Entries from a point annotation set:
__________
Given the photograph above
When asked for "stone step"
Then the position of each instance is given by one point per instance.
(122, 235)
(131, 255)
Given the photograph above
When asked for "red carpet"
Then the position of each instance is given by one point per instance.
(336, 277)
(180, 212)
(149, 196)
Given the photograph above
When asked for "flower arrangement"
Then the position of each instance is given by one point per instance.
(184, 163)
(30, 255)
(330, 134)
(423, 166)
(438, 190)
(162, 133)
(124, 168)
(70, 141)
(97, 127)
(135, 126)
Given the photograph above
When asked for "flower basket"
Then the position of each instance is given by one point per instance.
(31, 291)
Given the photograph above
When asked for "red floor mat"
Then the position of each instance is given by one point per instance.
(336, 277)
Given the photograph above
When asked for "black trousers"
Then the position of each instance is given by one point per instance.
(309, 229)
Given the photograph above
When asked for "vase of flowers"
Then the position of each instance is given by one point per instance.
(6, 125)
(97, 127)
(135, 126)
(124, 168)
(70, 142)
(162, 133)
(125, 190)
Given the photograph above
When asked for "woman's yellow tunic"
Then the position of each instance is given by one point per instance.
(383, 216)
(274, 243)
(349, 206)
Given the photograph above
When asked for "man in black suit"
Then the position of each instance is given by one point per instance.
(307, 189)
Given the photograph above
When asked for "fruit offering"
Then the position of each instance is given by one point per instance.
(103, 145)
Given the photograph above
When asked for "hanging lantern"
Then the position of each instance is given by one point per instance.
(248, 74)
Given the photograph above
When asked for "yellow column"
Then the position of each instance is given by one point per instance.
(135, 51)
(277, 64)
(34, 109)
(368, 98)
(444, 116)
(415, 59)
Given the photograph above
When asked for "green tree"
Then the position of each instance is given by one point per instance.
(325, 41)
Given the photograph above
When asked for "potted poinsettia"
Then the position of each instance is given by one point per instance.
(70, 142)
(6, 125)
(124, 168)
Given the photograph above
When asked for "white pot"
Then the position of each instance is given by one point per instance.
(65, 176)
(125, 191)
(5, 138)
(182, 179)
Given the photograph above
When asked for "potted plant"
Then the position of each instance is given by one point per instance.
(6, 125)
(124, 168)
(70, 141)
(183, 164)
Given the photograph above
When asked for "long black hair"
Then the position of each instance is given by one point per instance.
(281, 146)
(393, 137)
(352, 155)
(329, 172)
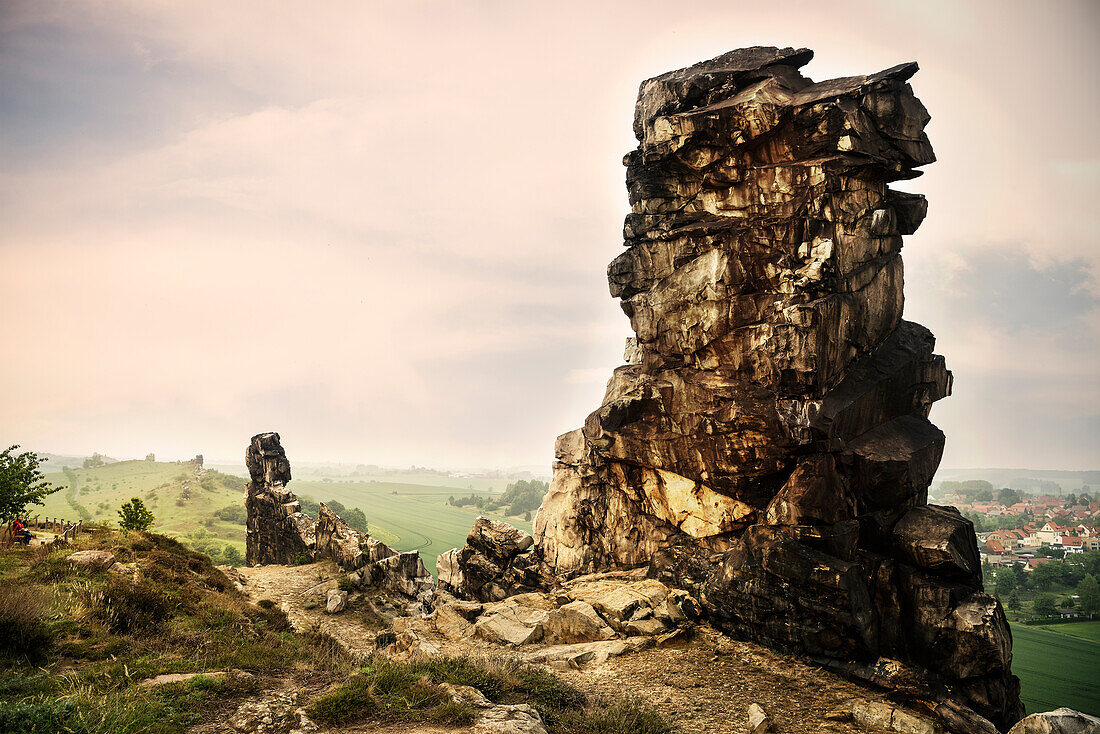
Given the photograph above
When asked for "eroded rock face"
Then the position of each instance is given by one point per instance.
(279, 533)
(497, 561)
(277, 530)
(767, 446)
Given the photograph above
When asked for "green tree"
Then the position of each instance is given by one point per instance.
(21, 483)
(1088, 592)
(356, 518)
(1004, 583)
(94, 460)
(1046, 576)
(1044, 605)
(134, 516)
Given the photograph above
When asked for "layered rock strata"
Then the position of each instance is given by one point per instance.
(369, 561)
(497, 561)
(279, 533)
(277, 530)
(767, 446)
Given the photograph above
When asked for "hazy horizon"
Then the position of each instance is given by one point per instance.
(383, 230)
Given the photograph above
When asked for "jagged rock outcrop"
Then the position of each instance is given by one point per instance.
(1059, 721)
(277, 530)
(767, 447)
(369, 561)
(497, 561)
(279, 533)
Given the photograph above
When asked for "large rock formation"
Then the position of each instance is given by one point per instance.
(279, 533)
(767, 446)
(497, 561)
(277, 530)
(369, 561)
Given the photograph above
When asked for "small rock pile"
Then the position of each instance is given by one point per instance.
(498, 560)
(584, 622)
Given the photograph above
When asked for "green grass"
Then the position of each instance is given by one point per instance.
(1058, 666)
(407, 516)
(94, 636)
(1087, 631)
(169, 490)
(387, 691)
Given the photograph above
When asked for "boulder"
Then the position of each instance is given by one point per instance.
(337, 601)
(575, 622)
(758, 721)
(1059, 721)
(519, 620)
(587, 654)
(497, 561)
(277, 530)
(937, 539)
(95, 560)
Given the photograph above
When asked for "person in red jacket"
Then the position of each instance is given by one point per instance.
(19, 532)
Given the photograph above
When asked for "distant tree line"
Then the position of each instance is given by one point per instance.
(1078, 572)
(353, 516)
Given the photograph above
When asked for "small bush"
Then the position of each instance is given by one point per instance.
(24, 631)
(125, 607)
(35, 716)
(614, 716)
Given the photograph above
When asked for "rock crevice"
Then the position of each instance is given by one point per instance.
(767, 446)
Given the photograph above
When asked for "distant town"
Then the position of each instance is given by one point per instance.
(1040, 552)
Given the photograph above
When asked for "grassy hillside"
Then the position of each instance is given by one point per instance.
(408, 516)
(1058, 666)
(182, 501)
(76, 643)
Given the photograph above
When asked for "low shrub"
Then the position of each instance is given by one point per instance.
(35, 715)
(125, 607)
(613, 716)
(24, 628)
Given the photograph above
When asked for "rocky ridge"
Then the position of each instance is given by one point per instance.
(278, 533)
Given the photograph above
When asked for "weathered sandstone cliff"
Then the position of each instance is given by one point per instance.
(278, 533)
(277, 530)
(767, 446)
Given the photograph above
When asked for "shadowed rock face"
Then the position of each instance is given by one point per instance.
(767, 445)
(277, 530)
(279, 533)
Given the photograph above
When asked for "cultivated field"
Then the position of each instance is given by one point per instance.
(407, 516)
(1058, 666)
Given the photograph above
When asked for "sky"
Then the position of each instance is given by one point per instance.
(382, 228)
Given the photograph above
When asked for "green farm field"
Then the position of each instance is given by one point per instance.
(180, 502)
(1058, 666)
(406, 516)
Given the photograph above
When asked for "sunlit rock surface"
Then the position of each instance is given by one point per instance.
(277, 530)
(767, 445)
(279, 533)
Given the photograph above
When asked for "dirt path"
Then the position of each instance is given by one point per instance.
(300, 591)
(707, 685)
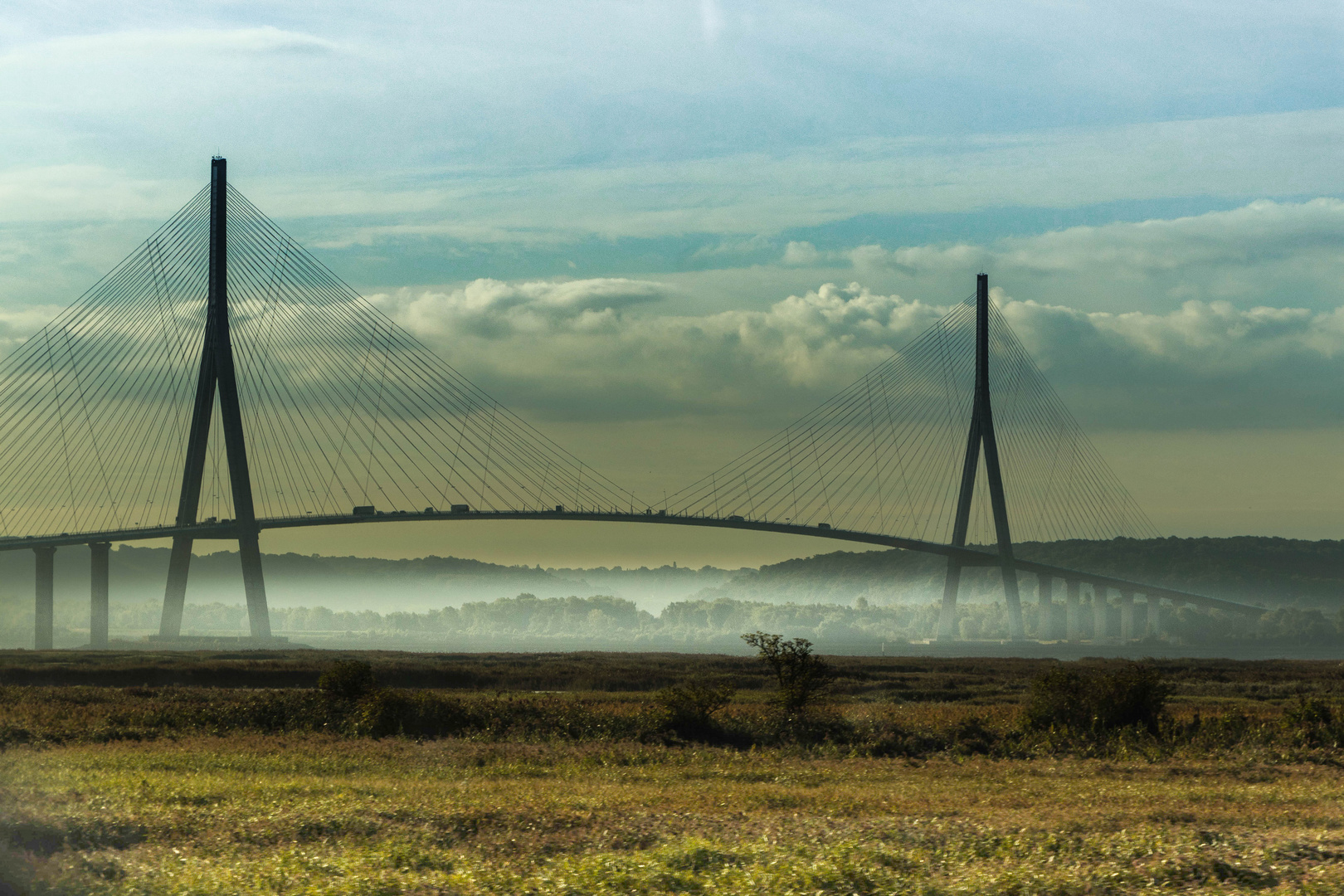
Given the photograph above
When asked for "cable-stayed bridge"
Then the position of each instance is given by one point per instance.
__________
Give an exact reproduction of every line, leaving out any picture.

Expected answer:
Given the photograph above
When asked for "stone step"
Then the position of each instance is given by one point per instance.
(122, 235)
(131, 255)
Given the photograph above
When asked for "red carpet"
Then the position of each instance is given by one point per instance.
(336, 277)
(180, 212)
(149, 196)
Given the photograph above
When asked for "flower arrangement"
Then the position of each instance is given by one point per instance.
(184, 163)
(30, 255)
(330, 134)
(423, 166)
(438, 190)
(162, 133)
(124, 168)
(70, 141)
(97, 127)
(135, 126)
Given the photograph above
When asked for "flower basket"
Then the position of each instance is given by one point per instance.
(31, 291)
Given the photograph above
When asked for "red floor mat"
Then the position of each instance is given by one point per instance.
(336, 277)
Given the photograph above
When asked for "black trousers"
Then the position of each instance is given by one point per instance.
(309, 229)
Given the photograph above
When asked for "vase of flowers"
Then the position of each instance is given by one point per instance.
(6, 125)
(97, 127)
(135, 126)
(124, 168)
(70, 142)
(162, 133)
(125, 190)
Given the photograph above
When asked for "woman's yellow tunic"
Then the position of each instance is given by one point per instance.
(383, 216)
(274, 243)
(349, 206)
Given the photograph above
When asked for "man in black suit"
Then the position of each instance is given by one point per instance.
(307, 189)
Given the photograph above
When asked for "fruit offering"
Then the position of each instance is given by one point per instance.
(103, 145)
Given the photograph above
When asked for "hanging lantern"
Then the position of each instance is given by one point per instance.
(248, 74)
Given the photograph above
When asked for "yellow column"
Then the position of each instance is given by one point per instance.
(135, 51)
(277, 64)
(34, 109)
(368, 98)
(444, 116)
(415, 59)
Given the photograph above
When asked for "green tree"
Then the position of each instance is given by one point per instance.
(325, 41)
Given the photograph above
When asked for "potted poinsettia"
Then the position of each instance is given by one point per instance.
(70, 142)
(6, 125)
(124, 168)
Given the photograph above
When asked for "white pot"
Then the position of each instance is given by one point per instance.
(65, 176)
(125, 191)
(5, 138)
(182, 179)
Given the photograph above
When asked for "potted plant"
Then the position of each instance is given by one point per instance.
(6, 125)
(124, 168)
(70, 141)
(183, 164)
Given the photograph above
When asked for "long black hair"
Then the position of each instance is given by one point per instance.
(281, 146)
(393, 137)
(352, 155)
(329, 172)
Given the photograph above
When asked for "eroded rock face"
Then the position of each instance is given by one point per instance.
(279, 533)
(497, 561)
(277, 530)
(767, 446)
Given the photograph above
When asked for "green tree"
Then the position of each instance is given by one point per instance.
(21, 483)
(1088, 592)
(356, 518)
(1004, 583)
(94, 460)
(1046, 576)
(1044, 605)
(134, 516)
Given the photograph above
When asked for "layered rock strata"
Then the position of each instance is given by one point per instance.
(369, 561)
(497, 561)
(279, 533)
(277, 530)
(767, 446)
Given the photograph above
When asked for "hazy horizon"
Then the position of each instance is given by one point per instance.
(383, 230)
Given the photograph above
When asked for "jagged rock outcrop"
Then the position of each instance is given by one point per instance.
(1059, 721)
(277, 530)
(767, 447)
(369, 561)
(497, 561)
(279, 533)
Given the photograph above
When asked for "large rock formation"
Then the position of each instance is given by one point per instance.
(279, 533)
(767, 446)
(497, 561)
(277, 530)
(369, 561)
Given the photograph above
When asked for "small rock pile"
Then the position of each instance is given by one point per instance.
(498, 560)
(584, 622)
Given the photograph above
When asked for "green grass"
Then the position of each instance is given by one point per instance.
(1058, 666)
(407, 516)
(94, 636)
(1087, 631)
(169, 490)
(387, 691)
Given the photograph above
When asked for "boulder"
Then the position of each instance is given by one point per instance.
(337, 601)
(575, 622)
(758, 721)
(1059, 721)
(519, 620)
(587, 654)
(497, 561)
(277, 530)
(937, 539)
(95, 560)
Given the photograph above
When asked for "person in red jacket"
Then the position of each instance is given by one point per instance.
(19, 532)
Given the photograph above
When asked for "distant tree line"
Then the position of each instance is given by one point per instance.
(1078, 572)
(353, 516)
Given the photograph above
When asked for "small bush"
Then the position of each instance is given by one point per instance.
(24, 631)
(125, 607)
(35, 716)
(614, 716)
Given the photograph above
When asked for "rock crevice"
Then the position of each instance is given by one point per instance.
(767, 446)
Given the photograph above
When asked for "distant town"
Then the position of each instance is given by one point per instance.
(1040, 552)
Given the photograph above
When asked for "grassy hillside"
Then the position of each instance is given by one point per instance.
(408, 516)
(1058, 666)
(182, 501)
(76, 643)
Given the photograph above
When asked for "low shrub"
Then the position of each instance is given by one point per instance.
(35, 715)
(125, 607)
(613, 716)
(24, 628)
Given the photograph above
When asked for "rocky ridge"
Then the position of each instance is given by one point per instance.
(278, 533)
Given the photograph above
When asked for "weathered sandstone cliff"
Then the position of each instance is given by one point per instance.
(278, 533)
(277, 530)
(767, 446)
Given the photograph above
When asked for "shadowed rock face"
Then the position of each instance is given by one point per instance.
(767, 445)
(277, 530)
(279, 533)
Given the photograph above
When asked for "cultivated field"
Then the position of each instance is given by one point per instance.
(407, 516)
(1058, 666)
Given the photograph above
When asked for "sky"
Then the position of each instance is given by one point per instance.
(382, 228)
Given the photograph above
When asked for "green farm field"
Then the position of each instance is given by one point per instance.
(180, 502)
(1058, 666)
(406, 516)
Given the photograph above
When asked for "sunlit rock surface"
Then the position of each instance is given by one point per instance.
(277, 530)
(767, 445)
(279, 533)
Given the photograph above
When asked for "dirt path"
Then the position of each instance is given by one point per instance.
(300, 591)
(707, 685)
Given the photograph above
When asked for "cable-stayed bridge"
Then the position of each instance is given by one point per instance.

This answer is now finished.